Task goal.
The entries are to be output once more, word for word.

Data for processing.
+===+
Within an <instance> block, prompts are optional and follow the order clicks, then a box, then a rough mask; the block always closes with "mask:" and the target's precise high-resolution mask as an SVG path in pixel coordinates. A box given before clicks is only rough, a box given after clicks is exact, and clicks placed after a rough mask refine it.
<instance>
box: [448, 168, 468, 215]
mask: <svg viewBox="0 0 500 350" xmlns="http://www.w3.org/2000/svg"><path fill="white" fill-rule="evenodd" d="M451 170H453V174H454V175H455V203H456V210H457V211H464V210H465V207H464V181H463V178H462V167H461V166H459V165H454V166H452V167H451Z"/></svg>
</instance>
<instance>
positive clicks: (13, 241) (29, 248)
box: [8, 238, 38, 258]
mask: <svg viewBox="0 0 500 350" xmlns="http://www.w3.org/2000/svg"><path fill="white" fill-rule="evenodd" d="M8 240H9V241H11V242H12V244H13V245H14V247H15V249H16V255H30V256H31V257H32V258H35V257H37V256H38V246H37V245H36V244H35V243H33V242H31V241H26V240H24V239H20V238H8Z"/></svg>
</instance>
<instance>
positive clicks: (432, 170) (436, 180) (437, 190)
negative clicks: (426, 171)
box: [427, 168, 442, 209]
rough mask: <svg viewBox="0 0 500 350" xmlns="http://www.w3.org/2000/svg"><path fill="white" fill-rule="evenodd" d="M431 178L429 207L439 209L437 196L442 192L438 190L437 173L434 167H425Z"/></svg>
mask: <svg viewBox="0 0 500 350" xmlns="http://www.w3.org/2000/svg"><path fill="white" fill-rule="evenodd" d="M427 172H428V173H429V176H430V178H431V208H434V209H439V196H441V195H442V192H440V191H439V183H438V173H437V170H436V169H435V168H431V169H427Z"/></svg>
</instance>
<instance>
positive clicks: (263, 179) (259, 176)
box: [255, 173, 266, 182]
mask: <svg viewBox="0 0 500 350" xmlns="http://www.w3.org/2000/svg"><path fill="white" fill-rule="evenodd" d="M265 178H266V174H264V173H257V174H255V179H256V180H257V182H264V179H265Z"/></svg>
+===+
Solution to the exercise.
Within an <instance> block, prompts are optional and follow the order clicks, then a box, then a rough mask; the block always closes with "mask:" and the target's precise high-resolution mask as an SVG path in pixel coordinates. A box given before clicks is only rough, a box given after clicks is exact, and clicks placed after a rough mask refine it.
<instance>
box: [448, 168, 468, 215]
mask: <svg viewBox="0 0 500 350" xmlns="http://www.w3.org/2000/svg"><path fill="white" fill-rule="evenodd" d="M451 170H453V174H454V175H455V203H456V210H457V211H464V210H465V207H464V181H463V178H462V167H461V166H459V165H454V166H452V167H451Z"/></svg>
</instance>
<instance>
positive clicks: (13, 241) (29, 248)
box: [8, 238, 38, 258]
mask: <svg viewBox="0 0 500 350" xmlns="http://www.w3.org/2000/svg"><path fill="white" fill-rule="evenodd" d="M8 240H9V241H11V242H12V244H13V245H14V247H15V249H16V255H30V256H31V257H32V258H35V257H37V256H38V246H37V245H36V244H35V243H33V242H31V241H26V240H24V239H20V238H8Z"/></svg>
</instance>
<instance>
positive clicks: (432, 170) (436, 180) (437, 190)
negative clicks: (426, 171)
box: [427, 168, 442, 209]
rough mask: <svg viewBox="0 0 500 350" xmlns="http://www.w3.org/2000/svg"><path fill="white" fill-rule="evenodd" d="M431 178L429 207L439 209L437 196L442 192L438 190L437 173L434 167H425Z"/></svg>
mask: <svg viewBox="0 0 500 350" xmlns="http://www.w3.org/2000/svg"><path fill="white" fill-rule="evenodd" d="M427 172H428V173H429V176H430V178H431V208H434V209H439V196H441V195H442V192H440V191H439V183H438V173H437V170H436V169H435V168H431V169H427Z"/></svg>
</instance>
<instance>
positive clicks: (263, 179) (259, 176)
box: [255, 173, 266, 182]
mask: <svg viewBox="0 0 500 350" xmlns="http://www.w3.org/2000/svg"><path fill="white" fill-rule="evenodd" d="M265 178H266V174H264V173H257V174H255V179H256V180H257V182H264V179H265Z"/></svg>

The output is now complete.